Page excerpt:
>>
Though all the images are available on public platforms, all rights and credit pertaining to the facts and images in this article belong to Tesla.

Motive:

I have been following and hearing about Tesla’s work over the past 6 years or so, but I have been listening to them only from the past couple of years.

I believe, to innovate, we need to stay curious and push the boundaries of our scientific limits. Needless to mention, incorporating an optimistic mindset and culture is pivotal to overcoming the challenges while pursuing these endeavors. Also, Innovation (say, space exploration) fosters a peaceful connection with other nations by finding a common ground. This article is one such example that encompasses my understanding and intuition of Tesla Autopilot AI and its potential that are backed by some facts and ongoing research.

Brief Overview:

PART 1:

Andrej Karpathy (Director of AI and Autopilot Vision)

Concepts covered: The Essentials for Neural Networks (Large dataset, Varied dataset, Real dataset), Object Detection, Corner Cases, Data Engine, Fleet Labeling & Learning, Path Prediction, Depth Perception from VISION only.

PART 2: Stuart Bowers (Former VP of Engineering)

Concepts covered: Packaging the Hardware and AI into a viable product at production, Sensor Redundancy, Vector Space, Shadow Mode, Feature lifecycle.

PART 3: Pete Bannon (VP of Hardware Engineering)

Concepts covered: A Full Tour of FSD Computer — Image Signal Processor, Neural Network Processor, Video Encoder, GPU, Main Processor, Safety System, Security System, Control Energy, Post Processing, Neural Network Compiler, HW 2.5 vs FSD Results Comparison.

PART 4: Elon Musk

Concepts covered: The Robo-Taxi Fleet & Cost Model, The Future of Self-Driving.

PART 1: Andrej Karpathy, Director of AI and Autopilot Vision

A brief overview of Andrej’s work on VISION:

1. Primer on Neural Networks
2. The Fleet Advantage
3. Vision & LiDAR

Primer on Neural Networks: Visual Recognition, Interpretation, Artificial Neural Networks.

Note: To get an overview of Convolutional Neural Networks, I recommend getting started by watching all the CS231n lecture videos on YouTube. The slides and synopsis for all the sessions from Winter 2015–16 are available on the course website.

Lane Labeling:

Train the neural network for interesting lane markings (say, curved lanes) with labeled data.

Variety in the dataset:

• Train for unique conditions including, but not limited to, lighting, shadows, tunnels.
• How to approach this challenge? — annotate and train as many corner case images as possible.

Why Simulation isn’t an optimal approach?

• Simulation is like ‘grading your own homework’ where you already know (or at least are aware of) what’s coming.

• Simulation has trouble with modeling the appearance, Physics, and behavior of agents around you.
• On the contrary, the real world has millions of corner cases or edge cases.
• So, what’s essential for neural networks? — Large dataset, Varied dataset, Real dataset.

Object Detection:

Corner Case Example

Solution:

Ask the fleet for similar images collected across the world. Now, collect them and annotate each such image as a single-car i.e., do not annotate the bike as a separate object in this case. Following this labeling technique eventually improves the performance of the detector.

Other Corner Case Examples:

Data Engine:

Data Engine: The process by which the team at Tesla iteratively applies active learning to source examples in cases where the detector is misbehaving. Then, the team sources examples in those, label, and incorporate them into as a part of the training set.
<<
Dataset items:
>>
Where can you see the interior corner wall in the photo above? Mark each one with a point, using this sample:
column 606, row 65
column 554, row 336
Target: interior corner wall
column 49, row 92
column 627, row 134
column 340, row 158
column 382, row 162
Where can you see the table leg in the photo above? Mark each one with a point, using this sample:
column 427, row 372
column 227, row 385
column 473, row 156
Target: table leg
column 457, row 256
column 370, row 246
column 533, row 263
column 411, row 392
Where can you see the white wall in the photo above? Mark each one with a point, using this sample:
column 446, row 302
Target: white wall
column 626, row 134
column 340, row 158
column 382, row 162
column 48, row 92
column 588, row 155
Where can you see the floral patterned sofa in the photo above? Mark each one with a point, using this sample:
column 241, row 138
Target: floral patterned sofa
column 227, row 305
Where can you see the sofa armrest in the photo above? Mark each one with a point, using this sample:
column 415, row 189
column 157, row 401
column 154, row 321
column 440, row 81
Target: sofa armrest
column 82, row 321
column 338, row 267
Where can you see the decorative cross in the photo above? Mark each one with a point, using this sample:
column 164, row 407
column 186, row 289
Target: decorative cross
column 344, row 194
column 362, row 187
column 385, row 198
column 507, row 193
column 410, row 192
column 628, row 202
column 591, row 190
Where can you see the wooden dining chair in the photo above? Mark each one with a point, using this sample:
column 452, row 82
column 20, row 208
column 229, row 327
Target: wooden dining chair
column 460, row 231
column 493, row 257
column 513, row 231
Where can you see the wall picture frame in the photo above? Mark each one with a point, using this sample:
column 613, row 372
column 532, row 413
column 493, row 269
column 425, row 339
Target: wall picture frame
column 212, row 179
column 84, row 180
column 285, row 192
<<
What you are asked to do: Continue the article on Tesla Autopilot, beginning directly after its final sentence about the Data Engine.

Result for this exercise:
This is a feedback loop where the Autopilot driving errors (flagged by disengagements, aborts, and crashes) lead Tesla Engineers to identify a problem and design a trigger to collect sensor data relevant to that problem.

The Core Principle and the Feedback Loop of the Data Engine:

1. Annotate the initial dataset with new object classes
2. Train the Neural Network model to detect the new objects
3. Evaluate the Model Performance
4. Identify the cases in which the Performance is low
5. Add those to data Unit Test
6. Deploy models to the Car Fleet in ‘Shadow Mode’ to fetch similar edge cases
7. Retrieve the cases from the Car Fleet
8. Review and label collected edge case samples
9. Retrain the model
10. Repeat Steps 6-9 until the model performance is acceptable

How does the Data Engine help address the ‘long tail’ problem?

• The AI team at Tesla is pushing the envelope of deep learning by combining multi-task learning and this massive “data engine” to collect rare examples and corner cases which are the essence of addressing the long tail problem.
• It helps ensure data can be collected in the most efficient manner in order to cover the extremely long tail of examples required for models to reliably perform in a real unconstrained world.

How can the Data Engine ensure the labeling team won’t be overwhelmed by False Positives?

Karpathy mentions a few approaches to overcome this bottleneck in his talk at ScaledML Conference 2020, also admitting that no method works perfectly. Some of the challenging examples with lack of health of the detector at test time include a flickering stop sign, neural network uncertainty from a Bayesian perspective, instances where you were surprised to see a stop sign only after nearing or closing in, map-vision disagreement in detection.

Tesla’s Fleet Advantage:

The principle at the core of the Data Engine is not unique to Tesla: it is inspired by Active Learning and has been a hot topic of research for years. The competitive advantage Tesla has is its unmatched scale of fleet learning and data collection.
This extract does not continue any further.